-- What you will do --
Leave out every picture, and return exactly the lines from the line containing "target | jicama slaw" through the end of the records below, both inclusive.

-- Records --
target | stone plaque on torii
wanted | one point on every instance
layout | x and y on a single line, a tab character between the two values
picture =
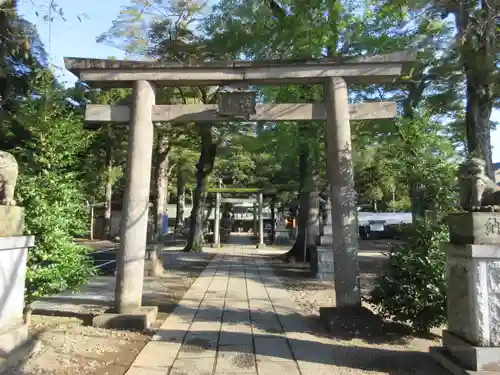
143	77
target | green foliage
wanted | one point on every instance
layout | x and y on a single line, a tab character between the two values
53	204
50	189
411	289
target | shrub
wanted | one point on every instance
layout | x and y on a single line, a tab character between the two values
48	140
53	205
411	289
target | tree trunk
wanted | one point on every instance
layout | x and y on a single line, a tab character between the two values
195	237
273	220
203	169
477	32
477	123
181	199
106	230
161	183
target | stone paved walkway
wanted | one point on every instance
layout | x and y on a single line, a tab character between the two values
236	319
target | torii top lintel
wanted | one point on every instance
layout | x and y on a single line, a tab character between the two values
121	73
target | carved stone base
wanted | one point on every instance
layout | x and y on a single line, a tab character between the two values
11	221
477	228
460	357
473	290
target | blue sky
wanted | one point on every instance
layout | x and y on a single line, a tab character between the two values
73	38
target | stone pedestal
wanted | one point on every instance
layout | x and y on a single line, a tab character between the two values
325	265
324	268
326	236
472	342
14	343
11	221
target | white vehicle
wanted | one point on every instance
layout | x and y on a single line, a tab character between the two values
380	222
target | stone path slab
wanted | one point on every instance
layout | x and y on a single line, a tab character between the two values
237	319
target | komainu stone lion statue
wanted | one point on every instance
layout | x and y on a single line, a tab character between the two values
477	191
8	178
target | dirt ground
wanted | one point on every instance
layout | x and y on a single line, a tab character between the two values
68	345
311	294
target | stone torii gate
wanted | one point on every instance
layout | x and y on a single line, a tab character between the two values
143	77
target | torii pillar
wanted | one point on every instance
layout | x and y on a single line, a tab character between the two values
128	311
343	195
260	199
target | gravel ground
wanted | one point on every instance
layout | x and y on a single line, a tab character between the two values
67	345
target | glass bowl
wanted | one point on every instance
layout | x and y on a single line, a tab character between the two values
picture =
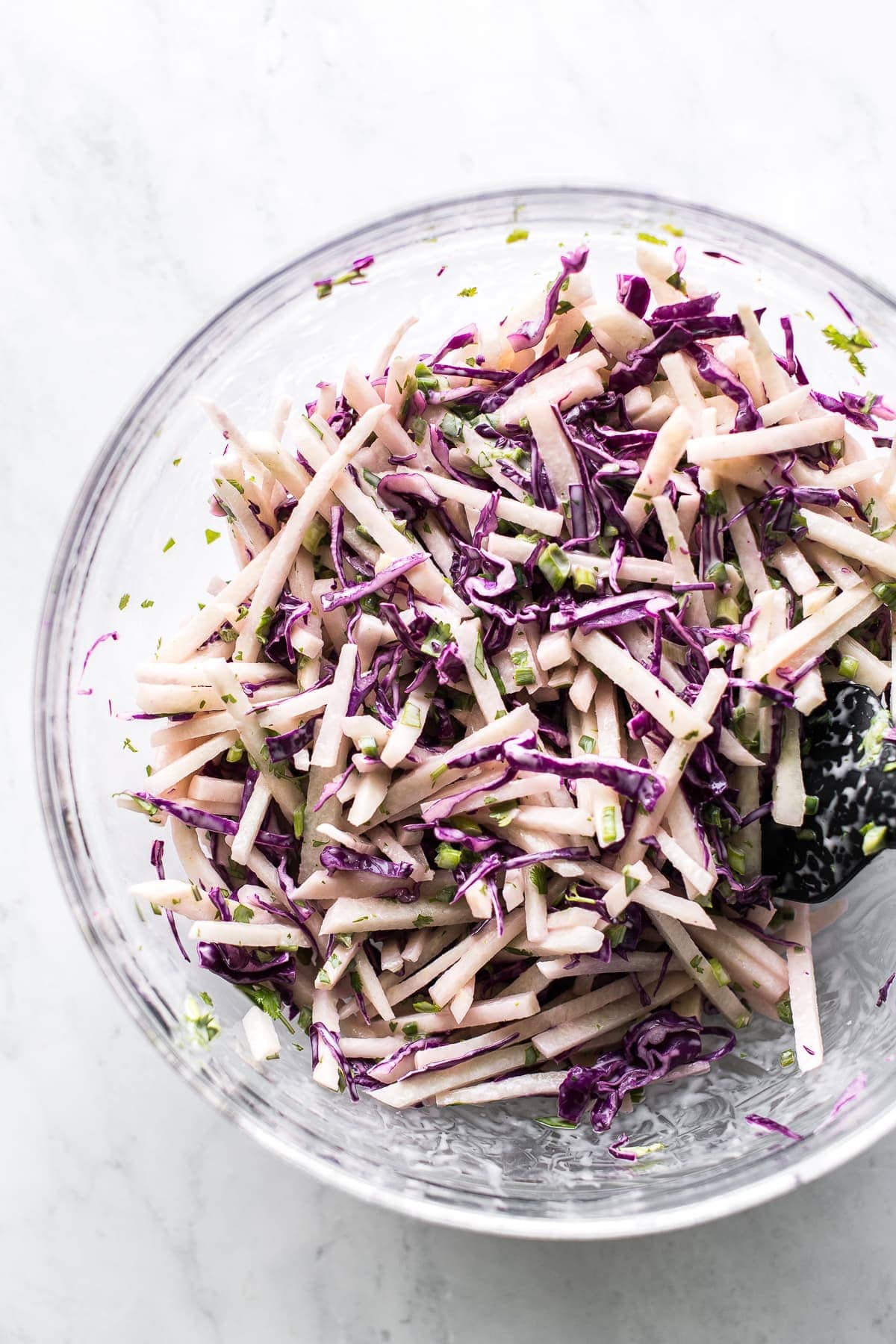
481	1169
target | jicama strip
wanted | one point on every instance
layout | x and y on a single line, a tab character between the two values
507	1089
327	746
788	791
695	965
554	447
783	406
791	564
200	628
467	636
563	388
217	791
869	671
773	376
285	792
694	873
408	725
568	821
246	934
780	438
289	539
324	1014
368	796
359	914
659	467
642	685
164	780
571	942
568	1036
671	769
183	898
438	773
526	515
748	972
479	952
563	968
815	633
748	556
849	541
413	1090
378	524
803	1001
677	370
680	558
336	965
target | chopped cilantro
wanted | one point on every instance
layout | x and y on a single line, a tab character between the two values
849	344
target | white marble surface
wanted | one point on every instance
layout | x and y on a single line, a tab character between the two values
156	156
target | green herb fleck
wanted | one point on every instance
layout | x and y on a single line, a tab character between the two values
849	344
202	1026
875	840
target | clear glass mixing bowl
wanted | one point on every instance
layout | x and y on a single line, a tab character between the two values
480	1169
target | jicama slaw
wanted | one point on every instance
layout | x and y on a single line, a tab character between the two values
464	769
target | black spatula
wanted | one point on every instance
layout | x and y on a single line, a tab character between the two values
852	772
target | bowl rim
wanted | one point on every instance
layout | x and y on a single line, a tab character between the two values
49	765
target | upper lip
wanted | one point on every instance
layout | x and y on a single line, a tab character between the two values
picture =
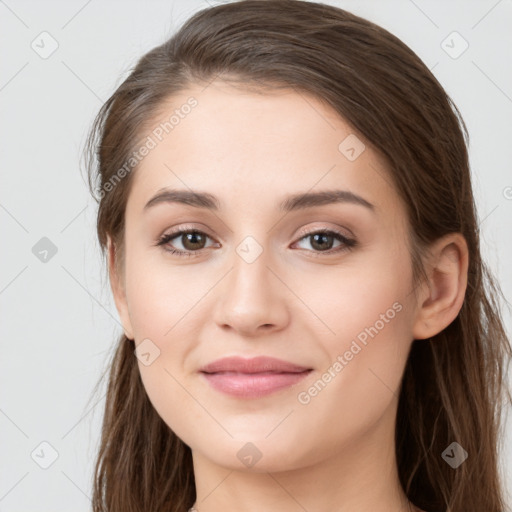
252	365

-- Result of the exercise --
target | jicama slaw
wanted | one point on every instance
layout | x and y on a single line, a tab character between the two values
464	769
target | black spatula
wanted | one point on every instance
layout | x and y on a single line, a tab character between the two values
852	772
target | bowl rim
wanted | one point on every instance
layout | x and y on a single line, a tab character between the two values
49	765
target | upper lip
wanted | one point on every instance
layout | x and y on a single line, a tab character between the two values
picture =
252	365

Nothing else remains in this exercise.